WHAT IS EXPECTED - All entries should be copied exactly, none left out.

+++++

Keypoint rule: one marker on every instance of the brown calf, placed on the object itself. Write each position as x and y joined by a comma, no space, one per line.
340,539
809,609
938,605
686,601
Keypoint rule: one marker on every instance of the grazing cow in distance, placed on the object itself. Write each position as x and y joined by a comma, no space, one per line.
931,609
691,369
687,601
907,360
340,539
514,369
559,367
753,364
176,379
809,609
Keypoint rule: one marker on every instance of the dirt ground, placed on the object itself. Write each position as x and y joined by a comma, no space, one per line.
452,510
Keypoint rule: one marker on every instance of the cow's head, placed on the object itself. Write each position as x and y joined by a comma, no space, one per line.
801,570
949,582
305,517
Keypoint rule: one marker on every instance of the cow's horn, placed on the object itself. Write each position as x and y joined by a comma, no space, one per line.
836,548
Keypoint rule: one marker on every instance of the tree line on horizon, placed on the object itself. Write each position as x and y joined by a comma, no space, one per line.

+++++

COMPLETED TASK -
Keypoint rule: one marker on every instance of the brown calf, placed on the object itself. Write each position as x and y joined by a comma, no space, one per line.
340,539
809,609
938,605
686,601
Keypoint rule: one marker on every instance of the grazing cow in distance, placed on the object itself. Write each position as x and y joined by a comma, no space, one per line.
931,609
691,369
687,601
907,360
340,539
514,369
559,367
753,364
176,379
809,609
Keypoint rule: one marker on every instance of the dirt ground, placed on the object itself. Write each position as x and y joined by a comma, no space, one per line.
452,510
Keypoint rule: one marker on every instance of the cow's head, placed on the object itself. Write each position as x and y joined by a comma, no space, one per line.
801,570
949,582
305,517
Keypoint rule: one marker on every instance of the cow's horn, placed on the object itself. Write each position as x and y joined by a comma, no space, one per line.
836,548
Keypoint rule: one marker on every instance of the tree line on horizon, placed on the object itself. Write each position as x and y joined by a comma, no space, one per line.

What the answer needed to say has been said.